• **TEXT**:
Advances in polysaccharide-based conductive hydrogel for flexible electronics

Abstract

Polysaccharides, being the most abundant natural polymers, play a pivotal role in the development of hydrogel materials. Polysaccharide-based conductive hydrogels have found extensive applications in flexible electronics due to their excellent conductivity and biocompatibility. This review highlights recent advancements in this area, starting with an overview of polysaccharide materials such as chitosan, cellulose, starch, cyclodextrin, alginate, hyaluronic acid, and agarose. It then explores different classifications of conductive hydrogels: ionic conductive, electronic conductive, and ionic-electronic composite types. The review also covers key characteristics of these hydrogels, including mechanical properties, self-healing, adhesion, structural color, antibacterial, responsiveness, biocompatibility and anti-swelling. Representative applications, such as flexible sensors, triboelectric nanogenerators, supercapacitors, and flexible electronic wound dressings, are summarized. Finally, the review addresses current challenges and provides guidance for future research, aiming to advance the field of polysaccharide-based conductive hydrogels in flexible electronics.

Keywords: Flexible electronics; Polysaccharide materials; Polysaccharide-based conductive hydrogel.

• **SUPPLIED DATA**:
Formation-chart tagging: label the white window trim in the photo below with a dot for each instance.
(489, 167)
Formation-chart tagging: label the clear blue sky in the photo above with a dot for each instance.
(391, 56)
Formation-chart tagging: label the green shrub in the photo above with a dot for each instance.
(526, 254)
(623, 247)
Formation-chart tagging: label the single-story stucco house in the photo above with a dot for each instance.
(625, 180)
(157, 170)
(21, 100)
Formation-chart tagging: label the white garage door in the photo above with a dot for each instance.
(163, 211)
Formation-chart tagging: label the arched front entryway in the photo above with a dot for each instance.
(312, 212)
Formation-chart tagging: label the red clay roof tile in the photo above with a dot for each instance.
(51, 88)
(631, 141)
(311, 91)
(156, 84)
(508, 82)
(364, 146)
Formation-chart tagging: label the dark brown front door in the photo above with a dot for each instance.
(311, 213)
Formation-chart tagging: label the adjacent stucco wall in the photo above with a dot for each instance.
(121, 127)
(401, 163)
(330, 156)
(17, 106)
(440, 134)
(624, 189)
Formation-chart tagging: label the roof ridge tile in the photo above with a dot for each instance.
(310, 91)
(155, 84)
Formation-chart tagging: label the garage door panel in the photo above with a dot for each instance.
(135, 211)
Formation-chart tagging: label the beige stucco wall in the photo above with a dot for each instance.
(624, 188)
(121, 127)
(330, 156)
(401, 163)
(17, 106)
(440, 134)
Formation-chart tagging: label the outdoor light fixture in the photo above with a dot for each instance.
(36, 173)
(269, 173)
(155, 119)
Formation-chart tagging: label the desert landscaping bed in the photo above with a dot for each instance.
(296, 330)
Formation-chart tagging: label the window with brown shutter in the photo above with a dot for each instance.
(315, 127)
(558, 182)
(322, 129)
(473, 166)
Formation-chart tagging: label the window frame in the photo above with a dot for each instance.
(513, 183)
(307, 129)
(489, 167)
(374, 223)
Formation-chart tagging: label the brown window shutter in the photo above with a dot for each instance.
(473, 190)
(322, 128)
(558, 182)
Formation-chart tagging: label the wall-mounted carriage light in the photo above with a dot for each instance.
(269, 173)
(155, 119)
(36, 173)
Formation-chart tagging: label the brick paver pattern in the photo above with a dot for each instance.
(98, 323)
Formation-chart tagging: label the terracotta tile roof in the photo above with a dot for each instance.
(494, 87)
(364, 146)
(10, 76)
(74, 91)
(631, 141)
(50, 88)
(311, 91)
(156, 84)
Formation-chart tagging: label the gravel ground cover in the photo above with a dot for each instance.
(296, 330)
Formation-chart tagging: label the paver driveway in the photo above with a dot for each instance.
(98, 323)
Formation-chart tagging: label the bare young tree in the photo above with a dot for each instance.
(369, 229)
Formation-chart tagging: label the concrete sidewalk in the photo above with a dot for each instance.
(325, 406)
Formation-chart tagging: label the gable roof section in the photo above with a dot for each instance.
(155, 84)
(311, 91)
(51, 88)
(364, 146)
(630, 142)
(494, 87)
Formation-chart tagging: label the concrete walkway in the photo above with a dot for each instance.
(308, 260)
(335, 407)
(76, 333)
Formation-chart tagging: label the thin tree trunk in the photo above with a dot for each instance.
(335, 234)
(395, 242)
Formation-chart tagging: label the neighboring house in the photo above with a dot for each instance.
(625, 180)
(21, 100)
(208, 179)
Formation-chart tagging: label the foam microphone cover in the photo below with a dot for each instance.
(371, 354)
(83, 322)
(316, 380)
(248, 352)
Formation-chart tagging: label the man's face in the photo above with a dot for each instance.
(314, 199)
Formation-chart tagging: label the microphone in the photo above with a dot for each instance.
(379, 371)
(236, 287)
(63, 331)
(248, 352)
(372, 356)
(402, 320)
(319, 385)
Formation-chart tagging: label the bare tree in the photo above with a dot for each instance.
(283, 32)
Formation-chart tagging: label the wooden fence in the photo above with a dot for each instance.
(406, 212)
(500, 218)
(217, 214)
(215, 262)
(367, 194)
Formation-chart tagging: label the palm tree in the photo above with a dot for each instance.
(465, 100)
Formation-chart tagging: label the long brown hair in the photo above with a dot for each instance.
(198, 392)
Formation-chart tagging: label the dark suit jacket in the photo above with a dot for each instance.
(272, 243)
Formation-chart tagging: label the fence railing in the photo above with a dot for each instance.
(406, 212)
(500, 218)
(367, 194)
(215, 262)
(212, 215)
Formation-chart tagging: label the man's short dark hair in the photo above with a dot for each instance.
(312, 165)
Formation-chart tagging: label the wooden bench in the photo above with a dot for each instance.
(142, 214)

• **WHAT YOU WILL DO**: Extract the full text on polysaccharide-based conductive hydrogels, reproducing it word for word. The records stand apart from the text and are not connected to it.

• **ANSWER TO THIS EXERCISE**:
Advances in polysaccharide-based conductive hydrogel for flexible electronics

Abstract

Polysaccharides, being the most abundant natural polymers, play a pivotal role in the development of hydrogel materials. Polysaccharide-based conductive hydrogels have found extensive applications in flexible electronics due to their excellent conductivity and biocompatibility. This review highlights recent advancements in this area, starting with an overview of polysaccharide materials such as chitosan, cellulose, starch, cyclodextrin, alginate, hyaluronic acid, and agarose. It then explores different classifications of conductive hydrogels: ionic conductive, electronic conductive, and ionic-electronic composite types. The review also covers key characteristics of these hydrogels, including mechanical properties, self-healing, adhesion, structural color, antibacterial, responsiveness, biocompatibility and anti-swelling. Representative applications, such as flexible sensors, triboelectric nanogenerators, supercapacitors, and flexible electronic wound dressings, are summarized. Finally, the review addresses current challenges and provides guidance for future research, aiming to advance the field of polysaccharide-based conductive hydrogels in flexible electronics.

Keywords: Flexible electronics; Polysaccharide materials; Polysaccharide-based conductive hydrogel.